:: Records for the task ::
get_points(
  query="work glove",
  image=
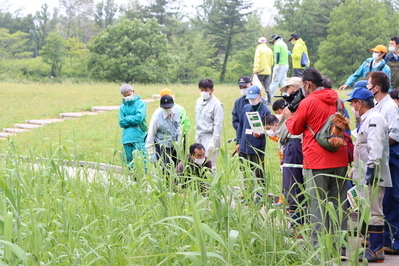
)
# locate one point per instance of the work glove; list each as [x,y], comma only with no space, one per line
[370,176]
[152,158]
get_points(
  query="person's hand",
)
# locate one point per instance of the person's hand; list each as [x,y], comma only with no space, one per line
[287,113]
[238,148]
[256,135]
[152,158]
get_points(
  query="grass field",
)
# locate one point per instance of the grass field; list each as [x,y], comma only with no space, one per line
[50,217]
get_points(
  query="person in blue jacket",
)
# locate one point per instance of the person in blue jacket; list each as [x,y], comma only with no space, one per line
[376,63]
[132,115]
[251,145]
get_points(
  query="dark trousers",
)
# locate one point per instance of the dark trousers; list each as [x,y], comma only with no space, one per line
[258,159]
[391,200]
[292,176]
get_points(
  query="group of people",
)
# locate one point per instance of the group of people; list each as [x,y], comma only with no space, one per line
[305,163]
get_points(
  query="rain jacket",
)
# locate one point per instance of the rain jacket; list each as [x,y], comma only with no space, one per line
[314,111]
[365,68]
[132,116]
[372,148]
[263,60]
[299,48]
[248,143]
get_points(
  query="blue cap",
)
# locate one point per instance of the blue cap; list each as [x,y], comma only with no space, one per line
[253,92]
[359,84]
[361,94]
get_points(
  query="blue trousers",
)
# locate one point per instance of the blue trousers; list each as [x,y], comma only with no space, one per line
[391,200]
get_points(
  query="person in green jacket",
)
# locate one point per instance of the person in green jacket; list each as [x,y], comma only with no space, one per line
[184,119]
[299,56]
[280,68]
[132,114]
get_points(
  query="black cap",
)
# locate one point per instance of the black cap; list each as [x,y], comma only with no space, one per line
[244,81]
[295,36]
[166,101]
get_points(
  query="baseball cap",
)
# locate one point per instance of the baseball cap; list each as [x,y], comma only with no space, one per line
[166,101]
[253,92]
[361,94]
[166,91]
[291,81]
[244,81]
[262,40]
[273,37]
[379,48]
[294,35]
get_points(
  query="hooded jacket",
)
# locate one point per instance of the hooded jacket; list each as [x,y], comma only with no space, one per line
[299,48]
[263,60]
[314,111]
[132,116]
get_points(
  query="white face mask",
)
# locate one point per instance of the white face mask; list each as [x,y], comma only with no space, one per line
[254,101]
[244,92]
[199,161]
[168,111]
[271,133]
[355,112]
[376,56]
[205,95]
[128,98]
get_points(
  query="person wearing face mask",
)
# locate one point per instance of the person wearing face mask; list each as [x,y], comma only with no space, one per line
[209,120]
[324,171]
[132,115]
[375,63]
[297,53]
[244,83]
[196,164]
[378,84]
[263,62]
[392,60]
[163,133]
[251,146]
[371,169]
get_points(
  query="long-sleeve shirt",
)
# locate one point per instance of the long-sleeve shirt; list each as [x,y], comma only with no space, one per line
[209,118]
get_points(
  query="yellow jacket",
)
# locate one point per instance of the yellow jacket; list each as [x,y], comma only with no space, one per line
[299,48]
[263,60]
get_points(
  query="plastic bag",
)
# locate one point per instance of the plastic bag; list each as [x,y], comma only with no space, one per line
[256,81]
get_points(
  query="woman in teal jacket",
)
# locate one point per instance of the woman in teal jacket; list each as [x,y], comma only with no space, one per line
[132,114]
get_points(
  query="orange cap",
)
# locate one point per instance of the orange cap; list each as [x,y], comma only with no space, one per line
[379,48]
[166,92]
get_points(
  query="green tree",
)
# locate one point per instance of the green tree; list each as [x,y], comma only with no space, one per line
[351,33]
[13,45]
[131,51]
[53,53]
[225,22]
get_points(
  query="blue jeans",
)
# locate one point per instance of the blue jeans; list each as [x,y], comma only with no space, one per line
[278,79]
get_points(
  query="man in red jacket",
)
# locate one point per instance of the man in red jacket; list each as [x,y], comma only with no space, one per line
[323,169]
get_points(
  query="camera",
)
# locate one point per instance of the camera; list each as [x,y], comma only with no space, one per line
[292,101]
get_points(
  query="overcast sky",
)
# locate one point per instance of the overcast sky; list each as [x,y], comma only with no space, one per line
[31,6]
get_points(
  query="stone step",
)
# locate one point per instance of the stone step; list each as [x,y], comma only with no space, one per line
[6,134]
[27,126]
[104,108]
[75,114]
[15,130]
[44,121]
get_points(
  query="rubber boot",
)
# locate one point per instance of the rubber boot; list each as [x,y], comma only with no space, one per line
[375,251]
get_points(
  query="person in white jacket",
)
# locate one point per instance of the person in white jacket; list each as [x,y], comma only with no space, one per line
[371,167]
[209,120]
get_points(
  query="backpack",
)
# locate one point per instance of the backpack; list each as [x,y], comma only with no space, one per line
[304,60]
[331,136]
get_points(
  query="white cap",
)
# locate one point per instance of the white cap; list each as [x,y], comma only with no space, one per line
[262,40]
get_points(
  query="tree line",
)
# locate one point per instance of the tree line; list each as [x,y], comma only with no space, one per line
[159,42]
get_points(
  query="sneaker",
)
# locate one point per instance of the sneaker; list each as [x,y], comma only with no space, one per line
[388,249]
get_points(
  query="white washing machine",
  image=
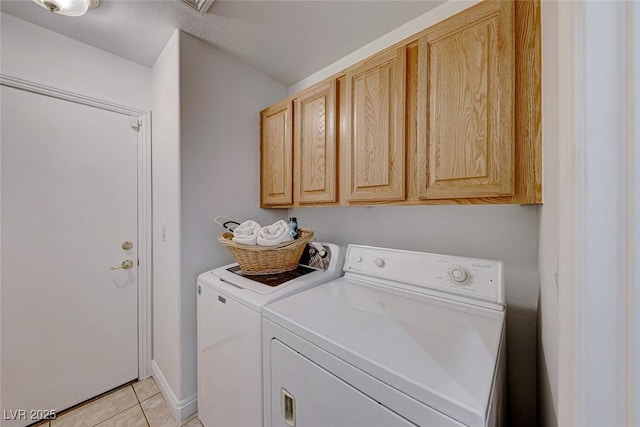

:: Task instructions ::
Count how many lines of the records above contain the string "rain", with case counting. Give only the number.

:: Final answer ::
2